[START OF GIVEN TEXT]

In an establishment where design and abstraction ruled, there was one prominent painting, the centerpiece of the Room de Luxe, marking the exception that was the rule: Mary Macdonald, artist, former classmate and mate of Mackintosh, produced two moody paintings–gesso panels on the gloomy theme of the “willowwood” poem by Rossetti. Macdonald painted two works of art, The May Queen (1900), for the Cranston tea room on Ingram Street, and O Ye, All Ye that Walk in the Willowwood (1903), created for the Willow Tea Room. The latter was of slightly darker tones and colors than the light lavenders and pinks and whites of the Willow Tea Room. Macdonald was an artist who preferred to develop a dense and more detailed configuration than her husband. The women in her paintings are enveloped in a labyrinth of web line lines, like the drooping leaves and branches of the willow trees reaching down to the bank of the river. There is a moodiness to the Willowwood painting that evokes the poem by Rossetti recalls the original site of the tea room in Glasgow. As Janice Helland wrote in her article, “‘Designful Beauty:’ sensuality, tea and gesso,”
“..Macdonald’s elegantly crafted gesso panels evoke the senses in a place made for eating and drinking, while at the same time, they control the sensuous or, more specifically, they define clearly who regulates sensuality. They complemented an interior that promised warmth and inclusion while, at the same time, they evoked a psychic space for serenity and retreat. They self consciously implied symmetry, order, decorum and refinement..The gesso panel Margaret Macdonald designed for the Willow Tea Rooms evoked a distinctive environment that promised customer satisfaction for those who could afford to enter the modestly priced tea rooms..”
Created for the Sauchiehall Tea Room in 1902
O Ye, All that Walk in Willowood by Margaret Macdonald Mackintosh
The Willow Tea Room was, as is clear from the design and the colors deployed by Mackintosh, a female domain and feminine interior that signified that women could leave the domestic realm and enter into the public spaces where they would be space and preserve their respectability. But as Helland pointed out, the Tea Room was for middle class women who, more than upper class women, needed their own space to gather and actualize themselves. The author quoted contemporary descriptions of the original Tea Room (now restored) and the structure of the Room De Luxe which was above ground level, and the design of the passage to the Room, marked the transition from the male space of the busy street to the protected female environment. “The stairway that led from the ground floor to the tea gallery was designed as a ‘trellised rose-bower’ painted in white, rose and silver. The roof supports were in ‘the form of trees, from which depend the greenish crystal globes of electric light.’ The first floor corridor, ‘decorated in white and silver and white rose,’ had silver lamps hanging from the vaulted ceiling.”
The description of the Room (Salon) de Luxe was gendered and feminized by the local press as if to warn males away. Helland noted that in 1903, the Evening News termed this room “dainty and elegant, the most charming in the house.” The colors, according to The Glasgow Evening News, were “white enamel woodwork, silver silk on the lower part of the walls, purple, silver and white glass, and, opposite the polished steel fireplace with its panel of leaded glass, the centerpiece of the room–the Willowwood panel.” This panel had a place of prominence and was announced and surrounded by a deeply indented white frame the surround of which flared outward as if to enhance and protect its preciousness and uniqueness. The May Queen, with its tripartite grouping had appeared in the 1900 Vienna Secession Exhibition and had been originally made for the Ingram Street Tea Rooms. Perhaps because Macdonald revived the old technique of the gesso panel, the media of the time immediately assumed that it was a female art form, once ancient but now suitable for women. The gessoed panel is the result of a time-consuming process that produced a smooth and hard surface suitable to received very elaborate designs in oils. Macdonald’s surface was overwritten with twine used as lines and enameled glass beads which glittered in the sunlight coming through the wall of windows and bouncing off the mirrors.

[END OF GIVEN TEXT]
[START OF RAW RECORDS]

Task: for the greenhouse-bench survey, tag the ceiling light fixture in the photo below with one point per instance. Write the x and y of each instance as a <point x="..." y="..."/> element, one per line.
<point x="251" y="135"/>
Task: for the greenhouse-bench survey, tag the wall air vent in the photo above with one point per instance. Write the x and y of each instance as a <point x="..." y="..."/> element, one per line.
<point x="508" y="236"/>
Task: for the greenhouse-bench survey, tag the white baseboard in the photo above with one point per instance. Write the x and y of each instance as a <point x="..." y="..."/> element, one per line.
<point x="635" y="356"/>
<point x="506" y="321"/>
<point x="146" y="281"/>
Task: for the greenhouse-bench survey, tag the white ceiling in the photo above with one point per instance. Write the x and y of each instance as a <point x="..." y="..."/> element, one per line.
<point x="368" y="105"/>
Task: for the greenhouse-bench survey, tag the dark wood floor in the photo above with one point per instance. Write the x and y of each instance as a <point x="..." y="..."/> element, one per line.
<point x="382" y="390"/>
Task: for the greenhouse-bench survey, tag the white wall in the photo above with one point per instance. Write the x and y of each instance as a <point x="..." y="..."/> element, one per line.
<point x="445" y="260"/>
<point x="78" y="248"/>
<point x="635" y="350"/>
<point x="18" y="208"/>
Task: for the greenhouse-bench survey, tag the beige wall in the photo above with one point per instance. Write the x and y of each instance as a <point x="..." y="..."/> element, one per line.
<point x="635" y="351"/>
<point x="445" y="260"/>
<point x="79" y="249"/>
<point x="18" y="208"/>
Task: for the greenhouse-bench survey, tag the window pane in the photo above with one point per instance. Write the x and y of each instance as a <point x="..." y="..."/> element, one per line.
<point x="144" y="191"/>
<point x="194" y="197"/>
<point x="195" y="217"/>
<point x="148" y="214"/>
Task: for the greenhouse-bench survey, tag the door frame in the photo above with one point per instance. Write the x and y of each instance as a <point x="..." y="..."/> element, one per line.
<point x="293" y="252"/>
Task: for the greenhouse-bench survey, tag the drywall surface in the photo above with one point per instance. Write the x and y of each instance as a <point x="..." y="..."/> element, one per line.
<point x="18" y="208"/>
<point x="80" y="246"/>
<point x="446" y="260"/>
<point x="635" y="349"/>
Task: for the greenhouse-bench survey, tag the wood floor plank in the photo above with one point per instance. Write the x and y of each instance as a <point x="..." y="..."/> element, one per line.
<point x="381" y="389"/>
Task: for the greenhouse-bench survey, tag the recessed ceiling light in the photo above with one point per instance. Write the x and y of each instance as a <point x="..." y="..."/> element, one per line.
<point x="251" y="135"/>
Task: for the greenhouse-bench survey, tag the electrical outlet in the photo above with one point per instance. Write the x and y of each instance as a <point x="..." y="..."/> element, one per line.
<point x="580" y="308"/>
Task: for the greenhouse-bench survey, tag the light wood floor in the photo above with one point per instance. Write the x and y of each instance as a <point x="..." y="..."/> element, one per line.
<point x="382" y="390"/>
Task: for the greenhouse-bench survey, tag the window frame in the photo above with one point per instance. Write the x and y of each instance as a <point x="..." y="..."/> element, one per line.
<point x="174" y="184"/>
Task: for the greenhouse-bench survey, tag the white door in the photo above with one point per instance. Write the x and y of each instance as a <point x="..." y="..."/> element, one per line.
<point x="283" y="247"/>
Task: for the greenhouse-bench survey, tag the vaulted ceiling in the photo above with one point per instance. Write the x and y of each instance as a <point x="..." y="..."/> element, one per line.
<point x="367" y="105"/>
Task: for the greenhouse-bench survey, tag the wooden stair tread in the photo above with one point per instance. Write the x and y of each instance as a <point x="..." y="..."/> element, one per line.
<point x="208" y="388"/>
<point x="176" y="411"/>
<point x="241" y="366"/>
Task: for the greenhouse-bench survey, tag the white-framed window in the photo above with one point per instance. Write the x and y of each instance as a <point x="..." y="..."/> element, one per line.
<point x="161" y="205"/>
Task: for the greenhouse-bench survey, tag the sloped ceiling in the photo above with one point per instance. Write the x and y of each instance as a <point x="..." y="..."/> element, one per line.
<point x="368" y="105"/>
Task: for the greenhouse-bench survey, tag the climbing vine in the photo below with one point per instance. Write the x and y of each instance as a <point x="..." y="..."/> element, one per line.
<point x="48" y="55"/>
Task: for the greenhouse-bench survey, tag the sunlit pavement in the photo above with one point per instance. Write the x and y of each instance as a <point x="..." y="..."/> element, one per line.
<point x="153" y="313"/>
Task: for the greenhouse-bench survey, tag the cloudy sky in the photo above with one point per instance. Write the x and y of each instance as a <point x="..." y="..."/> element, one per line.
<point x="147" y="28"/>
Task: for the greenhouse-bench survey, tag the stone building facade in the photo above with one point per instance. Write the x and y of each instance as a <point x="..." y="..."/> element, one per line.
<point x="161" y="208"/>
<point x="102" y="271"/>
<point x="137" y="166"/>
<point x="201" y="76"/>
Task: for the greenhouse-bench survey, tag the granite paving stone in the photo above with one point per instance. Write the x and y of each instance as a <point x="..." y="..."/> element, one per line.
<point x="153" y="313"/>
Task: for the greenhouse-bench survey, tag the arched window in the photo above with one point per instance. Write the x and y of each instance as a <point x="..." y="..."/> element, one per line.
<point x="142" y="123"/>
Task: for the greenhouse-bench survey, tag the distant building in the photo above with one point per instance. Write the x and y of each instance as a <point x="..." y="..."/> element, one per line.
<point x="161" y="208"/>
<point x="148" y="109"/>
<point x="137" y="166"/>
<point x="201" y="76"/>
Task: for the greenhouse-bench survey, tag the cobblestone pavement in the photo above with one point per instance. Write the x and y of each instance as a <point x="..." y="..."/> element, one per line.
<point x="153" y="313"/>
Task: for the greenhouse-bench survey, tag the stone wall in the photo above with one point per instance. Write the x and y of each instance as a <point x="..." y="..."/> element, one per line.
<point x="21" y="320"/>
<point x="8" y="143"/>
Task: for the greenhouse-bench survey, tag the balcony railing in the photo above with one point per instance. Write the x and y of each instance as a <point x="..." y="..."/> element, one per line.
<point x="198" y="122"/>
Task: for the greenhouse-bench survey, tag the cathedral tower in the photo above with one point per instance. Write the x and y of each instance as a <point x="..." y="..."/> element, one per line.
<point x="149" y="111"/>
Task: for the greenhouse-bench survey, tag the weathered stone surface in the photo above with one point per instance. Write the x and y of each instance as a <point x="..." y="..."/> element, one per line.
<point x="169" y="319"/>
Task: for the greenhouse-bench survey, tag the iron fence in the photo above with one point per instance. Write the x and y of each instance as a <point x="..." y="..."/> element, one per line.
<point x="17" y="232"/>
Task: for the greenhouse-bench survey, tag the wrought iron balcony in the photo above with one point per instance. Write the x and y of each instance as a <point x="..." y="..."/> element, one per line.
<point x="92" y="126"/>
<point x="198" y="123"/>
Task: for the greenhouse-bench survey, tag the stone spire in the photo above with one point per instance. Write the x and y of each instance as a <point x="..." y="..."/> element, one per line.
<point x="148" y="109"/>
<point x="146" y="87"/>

[END OF RAW RECORDS]

● WHAT TO WORK ON:
According to the passage on the Willow Tea Room, in which exhibition had The May Queen appeared? The rows have no connection to the text.

● WORKED ANSWER:
The 1900 Vienna Secession Exhibition.